Dataset rows
## begin
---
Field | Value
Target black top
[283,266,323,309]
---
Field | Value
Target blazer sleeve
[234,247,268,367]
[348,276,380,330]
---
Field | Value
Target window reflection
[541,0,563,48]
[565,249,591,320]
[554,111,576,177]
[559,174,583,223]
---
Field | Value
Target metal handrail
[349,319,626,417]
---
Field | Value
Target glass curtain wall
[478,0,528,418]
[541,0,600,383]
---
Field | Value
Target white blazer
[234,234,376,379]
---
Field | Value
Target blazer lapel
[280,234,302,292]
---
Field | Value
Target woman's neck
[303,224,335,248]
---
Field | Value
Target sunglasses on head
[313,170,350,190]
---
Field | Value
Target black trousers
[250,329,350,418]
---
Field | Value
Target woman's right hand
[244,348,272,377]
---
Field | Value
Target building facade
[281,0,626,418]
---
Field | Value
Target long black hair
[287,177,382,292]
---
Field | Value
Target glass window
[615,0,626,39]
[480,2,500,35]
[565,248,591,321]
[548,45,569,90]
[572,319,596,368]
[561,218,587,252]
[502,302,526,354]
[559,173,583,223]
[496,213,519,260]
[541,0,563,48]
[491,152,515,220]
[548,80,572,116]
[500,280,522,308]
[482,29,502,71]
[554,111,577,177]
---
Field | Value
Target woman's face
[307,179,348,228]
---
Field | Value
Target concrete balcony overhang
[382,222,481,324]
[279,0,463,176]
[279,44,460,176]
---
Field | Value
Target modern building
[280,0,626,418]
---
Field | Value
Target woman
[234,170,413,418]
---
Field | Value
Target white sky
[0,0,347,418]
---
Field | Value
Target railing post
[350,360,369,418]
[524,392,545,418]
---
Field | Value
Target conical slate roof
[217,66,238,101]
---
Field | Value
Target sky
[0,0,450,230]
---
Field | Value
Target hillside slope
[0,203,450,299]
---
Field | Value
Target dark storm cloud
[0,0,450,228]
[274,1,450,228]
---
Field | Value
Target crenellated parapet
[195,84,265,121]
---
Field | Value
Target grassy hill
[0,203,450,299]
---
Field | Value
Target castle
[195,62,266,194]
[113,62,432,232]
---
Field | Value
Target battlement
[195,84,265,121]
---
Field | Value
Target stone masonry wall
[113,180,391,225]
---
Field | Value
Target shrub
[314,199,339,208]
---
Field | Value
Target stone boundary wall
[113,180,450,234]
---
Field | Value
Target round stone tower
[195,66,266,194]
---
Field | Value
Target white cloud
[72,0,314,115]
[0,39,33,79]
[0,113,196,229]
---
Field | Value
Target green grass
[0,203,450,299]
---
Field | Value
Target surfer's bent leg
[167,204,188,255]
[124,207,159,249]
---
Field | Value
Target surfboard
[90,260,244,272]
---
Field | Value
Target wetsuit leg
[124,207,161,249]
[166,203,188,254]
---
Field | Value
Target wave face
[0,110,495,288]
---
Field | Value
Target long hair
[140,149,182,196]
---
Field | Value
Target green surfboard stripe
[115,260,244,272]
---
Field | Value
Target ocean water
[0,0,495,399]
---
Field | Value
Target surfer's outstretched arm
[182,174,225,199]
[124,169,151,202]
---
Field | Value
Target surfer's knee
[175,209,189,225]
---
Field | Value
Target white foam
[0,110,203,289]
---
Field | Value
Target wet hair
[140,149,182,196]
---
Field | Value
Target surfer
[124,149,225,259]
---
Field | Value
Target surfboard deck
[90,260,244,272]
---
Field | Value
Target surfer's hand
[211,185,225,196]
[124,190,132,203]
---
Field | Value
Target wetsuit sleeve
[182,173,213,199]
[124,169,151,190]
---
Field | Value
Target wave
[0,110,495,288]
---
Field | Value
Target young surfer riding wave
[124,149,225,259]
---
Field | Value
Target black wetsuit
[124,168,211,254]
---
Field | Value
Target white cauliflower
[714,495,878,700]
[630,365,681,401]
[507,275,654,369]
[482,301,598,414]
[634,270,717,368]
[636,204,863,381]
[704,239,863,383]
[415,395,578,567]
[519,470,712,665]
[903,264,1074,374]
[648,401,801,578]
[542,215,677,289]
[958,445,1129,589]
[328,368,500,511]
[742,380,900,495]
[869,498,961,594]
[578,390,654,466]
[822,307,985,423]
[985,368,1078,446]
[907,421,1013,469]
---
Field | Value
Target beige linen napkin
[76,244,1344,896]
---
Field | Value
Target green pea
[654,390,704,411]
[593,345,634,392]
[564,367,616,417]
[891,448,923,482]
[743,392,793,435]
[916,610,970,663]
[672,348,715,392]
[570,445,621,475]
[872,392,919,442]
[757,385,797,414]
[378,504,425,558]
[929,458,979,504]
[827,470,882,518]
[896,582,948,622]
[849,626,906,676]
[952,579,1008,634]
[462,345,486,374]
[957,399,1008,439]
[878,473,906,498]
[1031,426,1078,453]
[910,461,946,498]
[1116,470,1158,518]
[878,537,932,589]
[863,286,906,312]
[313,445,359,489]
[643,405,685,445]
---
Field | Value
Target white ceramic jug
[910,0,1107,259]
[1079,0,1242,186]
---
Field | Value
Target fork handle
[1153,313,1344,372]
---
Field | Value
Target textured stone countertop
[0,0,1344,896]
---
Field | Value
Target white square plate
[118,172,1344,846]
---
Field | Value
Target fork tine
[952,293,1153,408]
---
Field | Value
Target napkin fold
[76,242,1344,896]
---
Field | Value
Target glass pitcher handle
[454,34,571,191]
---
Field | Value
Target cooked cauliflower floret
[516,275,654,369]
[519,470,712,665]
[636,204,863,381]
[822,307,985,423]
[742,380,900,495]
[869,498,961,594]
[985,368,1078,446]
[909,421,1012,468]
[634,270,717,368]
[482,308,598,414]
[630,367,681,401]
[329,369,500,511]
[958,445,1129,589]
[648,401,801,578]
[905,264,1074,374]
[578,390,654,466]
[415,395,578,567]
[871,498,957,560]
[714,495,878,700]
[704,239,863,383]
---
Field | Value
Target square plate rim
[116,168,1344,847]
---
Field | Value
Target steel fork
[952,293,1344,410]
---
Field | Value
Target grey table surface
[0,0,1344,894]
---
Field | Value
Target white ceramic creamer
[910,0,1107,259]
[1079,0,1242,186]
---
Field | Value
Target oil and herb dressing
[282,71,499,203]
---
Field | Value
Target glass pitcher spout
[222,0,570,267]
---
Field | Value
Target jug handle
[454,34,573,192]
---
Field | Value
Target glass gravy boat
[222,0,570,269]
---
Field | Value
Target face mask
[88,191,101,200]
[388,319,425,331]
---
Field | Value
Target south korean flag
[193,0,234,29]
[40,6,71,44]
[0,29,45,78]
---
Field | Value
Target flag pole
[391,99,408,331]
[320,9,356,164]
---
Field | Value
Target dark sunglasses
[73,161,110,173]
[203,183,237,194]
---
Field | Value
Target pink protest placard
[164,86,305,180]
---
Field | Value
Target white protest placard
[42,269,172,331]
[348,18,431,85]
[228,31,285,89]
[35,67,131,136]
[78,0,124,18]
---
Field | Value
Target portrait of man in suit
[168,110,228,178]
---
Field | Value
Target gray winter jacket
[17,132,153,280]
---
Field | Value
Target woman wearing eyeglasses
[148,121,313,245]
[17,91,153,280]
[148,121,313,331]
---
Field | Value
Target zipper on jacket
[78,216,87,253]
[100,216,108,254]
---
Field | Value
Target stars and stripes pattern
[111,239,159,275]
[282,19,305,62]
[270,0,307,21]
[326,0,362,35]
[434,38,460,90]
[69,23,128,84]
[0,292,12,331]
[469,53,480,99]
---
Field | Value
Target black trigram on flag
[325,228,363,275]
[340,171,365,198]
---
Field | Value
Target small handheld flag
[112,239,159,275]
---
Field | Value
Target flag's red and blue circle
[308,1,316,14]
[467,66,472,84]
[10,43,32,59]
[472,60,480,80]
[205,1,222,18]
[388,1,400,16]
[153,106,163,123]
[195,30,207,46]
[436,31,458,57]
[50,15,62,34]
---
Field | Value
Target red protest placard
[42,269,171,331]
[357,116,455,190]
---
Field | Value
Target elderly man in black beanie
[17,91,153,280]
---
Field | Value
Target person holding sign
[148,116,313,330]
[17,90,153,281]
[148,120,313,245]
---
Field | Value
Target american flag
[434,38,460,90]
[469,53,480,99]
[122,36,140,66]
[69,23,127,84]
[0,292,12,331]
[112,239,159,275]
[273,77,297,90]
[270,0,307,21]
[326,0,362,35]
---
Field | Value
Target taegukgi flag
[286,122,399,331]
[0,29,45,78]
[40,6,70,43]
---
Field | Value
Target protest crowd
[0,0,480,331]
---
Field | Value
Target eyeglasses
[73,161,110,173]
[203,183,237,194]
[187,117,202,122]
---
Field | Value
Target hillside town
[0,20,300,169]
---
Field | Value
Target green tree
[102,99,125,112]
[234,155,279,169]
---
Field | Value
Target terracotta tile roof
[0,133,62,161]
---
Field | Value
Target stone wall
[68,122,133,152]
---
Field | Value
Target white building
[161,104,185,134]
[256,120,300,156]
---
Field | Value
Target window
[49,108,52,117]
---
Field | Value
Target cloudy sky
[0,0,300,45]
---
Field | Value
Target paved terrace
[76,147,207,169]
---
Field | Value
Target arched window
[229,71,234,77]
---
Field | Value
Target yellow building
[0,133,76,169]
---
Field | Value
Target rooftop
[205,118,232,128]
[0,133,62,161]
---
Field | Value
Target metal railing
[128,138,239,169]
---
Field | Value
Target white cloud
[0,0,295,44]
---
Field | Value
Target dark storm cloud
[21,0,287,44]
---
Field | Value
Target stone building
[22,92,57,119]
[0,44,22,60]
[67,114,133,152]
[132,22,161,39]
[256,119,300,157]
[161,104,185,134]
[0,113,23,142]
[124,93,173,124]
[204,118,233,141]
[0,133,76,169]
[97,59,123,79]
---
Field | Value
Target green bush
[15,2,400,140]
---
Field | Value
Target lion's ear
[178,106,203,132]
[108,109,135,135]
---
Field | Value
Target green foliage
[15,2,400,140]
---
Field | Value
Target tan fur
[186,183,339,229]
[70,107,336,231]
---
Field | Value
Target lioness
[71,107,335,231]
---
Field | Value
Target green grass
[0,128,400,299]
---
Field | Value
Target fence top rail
## end
Written request: Copy the items above, from the start of the items through the line that contains "[234,234,376,379]", keeping every line the same.

Response below:
---
Field | Value
Target black top
[283,266,323,309]
---
Field | Value
Target blazer sleeve
[234,247,268,367]
[348,276,380,330]
---
Field | Value
Target window reflection
[541,0,563,48]
[565,249,591,320]
[554,111,576,177]
[559,174,583,223]
---
Field | Value
Target metal handrail
[349,319,626,417]
---
Field | Value
Target glass curtain wall
[478,0,528,418]
[541,0,600,383]
---
Field | Value
Target white blazer
[234,234,376,379]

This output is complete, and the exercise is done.